AIM ▸
Reproduce all entries word for word.
[Begin]
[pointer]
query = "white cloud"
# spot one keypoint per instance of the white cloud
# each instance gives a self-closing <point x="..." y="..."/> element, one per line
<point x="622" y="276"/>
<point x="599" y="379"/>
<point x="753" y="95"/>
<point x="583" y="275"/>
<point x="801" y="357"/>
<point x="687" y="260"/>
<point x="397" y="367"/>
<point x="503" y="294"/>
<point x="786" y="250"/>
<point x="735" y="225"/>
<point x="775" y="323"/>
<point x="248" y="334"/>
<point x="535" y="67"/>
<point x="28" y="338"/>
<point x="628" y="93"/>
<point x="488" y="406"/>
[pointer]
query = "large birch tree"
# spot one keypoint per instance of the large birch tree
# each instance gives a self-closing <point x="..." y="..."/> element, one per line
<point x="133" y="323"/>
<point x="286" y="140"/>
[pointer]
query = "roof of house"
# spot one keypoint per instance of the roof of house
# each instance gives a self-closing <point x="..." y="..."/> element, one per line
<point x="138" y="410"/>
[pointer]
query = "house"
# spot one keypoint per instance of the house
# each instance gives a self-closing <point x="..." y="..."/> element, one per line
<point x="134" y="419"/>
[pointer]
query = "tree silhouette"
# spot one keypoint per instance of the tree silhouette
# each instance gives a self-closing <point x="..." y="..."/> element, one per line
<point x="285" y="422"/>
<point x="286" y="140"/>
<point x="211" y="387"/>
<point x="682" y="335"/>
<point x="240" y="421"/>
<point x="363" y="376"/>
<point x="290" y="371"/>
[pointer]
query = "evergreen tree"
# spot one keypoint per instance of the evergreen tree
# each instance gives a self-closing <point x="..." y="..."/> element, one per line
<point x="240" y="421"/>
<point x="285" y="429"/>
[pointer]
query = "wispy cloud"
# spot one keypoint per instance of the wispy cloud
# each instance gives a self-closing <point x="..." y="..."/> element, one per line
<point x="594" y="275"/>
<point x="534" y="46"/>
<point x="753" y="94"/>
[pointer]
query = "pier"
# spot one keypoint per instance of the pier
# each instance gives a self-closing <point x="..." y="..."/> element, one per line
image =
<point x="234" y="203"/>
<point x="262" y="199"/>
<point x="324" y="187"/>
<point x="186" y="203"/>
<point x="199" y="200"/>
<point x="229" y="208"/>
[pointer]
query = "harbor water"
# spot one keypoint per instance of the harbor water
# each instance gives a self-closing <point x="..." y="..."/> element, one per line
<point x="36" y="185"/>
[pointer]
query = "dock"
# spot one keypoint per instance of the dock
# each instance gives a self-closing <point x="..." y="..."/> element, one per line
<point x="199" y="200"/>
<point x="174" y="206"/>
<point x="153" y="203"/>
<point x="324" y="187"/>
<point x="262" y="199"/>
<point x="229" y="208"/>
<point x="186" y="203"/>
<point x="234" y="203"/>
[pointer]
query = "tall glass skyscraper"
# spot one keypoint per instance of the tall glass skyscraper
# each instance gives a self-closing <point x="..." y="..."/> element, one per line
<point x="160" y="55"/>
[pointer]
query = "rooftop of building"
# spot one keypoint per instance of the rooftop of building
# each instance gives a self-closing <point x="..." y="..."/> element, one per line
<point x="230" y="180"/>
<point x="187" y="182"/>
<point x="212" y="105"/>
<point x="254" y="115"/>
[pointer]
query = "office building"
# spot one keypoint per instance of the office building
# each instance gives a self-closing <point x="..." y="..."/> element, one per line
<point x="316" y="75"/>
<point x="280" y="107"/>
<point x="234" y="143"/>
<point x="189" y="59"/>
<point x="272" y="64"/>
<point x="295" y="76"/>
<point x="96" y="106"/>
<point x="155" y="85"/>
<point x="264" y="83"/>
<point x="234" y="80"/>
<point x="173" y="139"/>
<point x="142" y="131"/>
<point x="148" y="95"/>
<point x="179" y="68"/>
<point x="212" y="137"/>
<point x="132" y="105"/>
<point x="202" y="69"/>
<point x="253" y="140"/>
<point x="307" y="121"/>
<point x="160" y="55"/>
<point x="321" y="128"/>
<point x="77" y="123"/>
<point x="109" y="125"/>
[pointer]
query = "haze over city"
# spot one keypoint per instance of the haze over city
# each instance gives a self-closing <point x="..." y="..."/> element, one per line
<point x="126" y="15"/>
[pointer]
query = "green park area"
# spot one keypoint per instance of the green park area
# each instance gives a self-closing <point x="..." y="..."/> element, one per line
[End]
RESPONSE FOR THIS EXERCISE ▸
[pointer]
query = "white cloud"
# spot one keypoint per instance of the white cloud
# each instance gives a self-closing <point x="..." y="..."/> element, one per line
<point x="622" y="276"/>
<point x="599" y="379"/>
<point x="753" y="95"/>
<point x="583" y="275"/>
<point x="801" y="357"/>
<point x="687" y="260"/>
<point x="397" y="367"/>
<point x="503" y="294"/>
<point x="786" y="250"/>
<point x="735" y="225"/>
<point x="775" y="323"/>
<point x="248" y="334"/>
<point x="535" y="67"/>
<point x="28" y="338"/>
<point x="628" y="93"/>
<point x="488" y="406"/>
[pointer]
query = "large birch tree"
# spot one keypoint per instance of the large birch tree
# each instance gives a self-closing <point x="..." y="..."/> element, one per line
<point x="133" y="323"/>
<point x="286" y="140"/>
[pointer]
query = "roof of house"
# spot one keypoint per instance of the roof of house
# each instance gives a self-closing <point x="..." y="..."/> element, one per line
<point x="138" y="410"/>
[pointer]
query = "house"
# spot one keypoint per instance of the house
# each instance gives a self-closing <point x="..." y="..."/> element, one per line
<point x="134" y="419"/>
[pointer]
query = "tree silhouette"
# spot one keypoint per instance of the tree silhouette
# each instance gives a self-closing <point x="..." y="..."/> element, one per line
<point x="285" y="422"/>
<point x="286" y="140"/>
<point x="211" y="387"/>
<point x="682" y="335"/>
<point x="240" y="421"/>
<point x="363" y="376"/>
<point x="290" y="371"/>
[pointer]
query = "evergreen tree"
# spot one keypoint per instance of the evergreen tree
# each instance gives a self-closing <point x="..." y="..."/> element, one per line
<point x="240" y="421"/>
<point x="285" y="429"/>
[pointer]
query = "wispy cloud"
# spot one keypoint per instance of the wispy cloud
# each instance gives a self-closing <point x="..." y="..."/> element, one per line
<point x="594" y="275"/>
<point x="534" y="46"/>
<point x="753" y="94"/>
[pointer]
query = "pier"
# spot one keypoint per instance of the pier
# each instance gives a self-closing <point x="..." y="..."/> element, one per line
image =
<point x="234" y="203"/>
<point x="262" y="199"/>
<point x="324" y="187"/>
<point x="186" y="203"/>
<point x="199" y="200"/>
<point x="229" y="208"/>
[pointer]
query = "harbor water"
# spot one keypoint per instance of the harbor water
# each instance gives a self-closing <point x="..." y="..."/> element, one per line
<point x="36" y="185"/>
[pointer]
query = "dock"
# spot one keypoint per instance of the dock
# each instance gives a self-closing <point x="..." y="..."/> element, one per line
<point x="199" y="200"/>
<point x="174" y="206"/>
<point x="153" y="203"/>
<point x="324" y="187"/>
<point x="262" y="199"/>
<point x="229" y="208"/>
<point x="186" y="203"/>
<point x="234" y="203"/>
[pointer]
query = "tall glass skyscraper"
# spot one keypoint per instance of the tall glass skyscraper
# each instance gives a self-closing <point x="..." y="..."/> element, one per line
<point x="160" y="55"/>
[pointer]
query = "rooftop of building"
# spot one keypoint per instance of the rooftop of building
# each instance gives a self-closing <point x="..." y="..."/> element, one per line
<point x="230" y="180"/>
<point x="187" y="182"/>
<point x="212" y="105"/>
<point x="254" y="115"/>
[pointer]
query = "office building"
# spot one keypoint per instance of the office building
# each instance gives a self-closing <point x="..." y="..."/> element, one per line
<point x="316" y="75"/>
<point x="280" y="107"/>
<point x="234" y="143"/>
<point x="189" y="59"/>
<point x="272" y="64"/>
<point x="295" y="76"/>
<point x="96" y="106"/>
<point x="155" y="85"/>
<point x="264" y="83"/>
<point x="234" y="80"/>
<point x="173" y="139"/>
<point x="142" y="131"/>
<point x="148" y="95"/>
<point x="179" y="68"/>
<point x="212" y="137"/>
<point x="132" y="105"/>
<point x="202" y="69"/>
<point x="253" y="140"/>
<point x="307" y="121"/>
<point x="160" y="55"/>
<point x="321" y="128"/>
<point x="77" y="123"/>
<point x="109" y="125"/>
[pointer]
query = "haze over city"
# spot one keypoint per instance of the haze over city
# each instance gives a self-closing <point x="..." y="..."/> element, one per line
<point x="126" y="15"/>
[pointer]
query = "green park area"
# spot one keypoint per instance of the green park area
# each instance gives a self-closing <point x="..." y="..."/> element, one per line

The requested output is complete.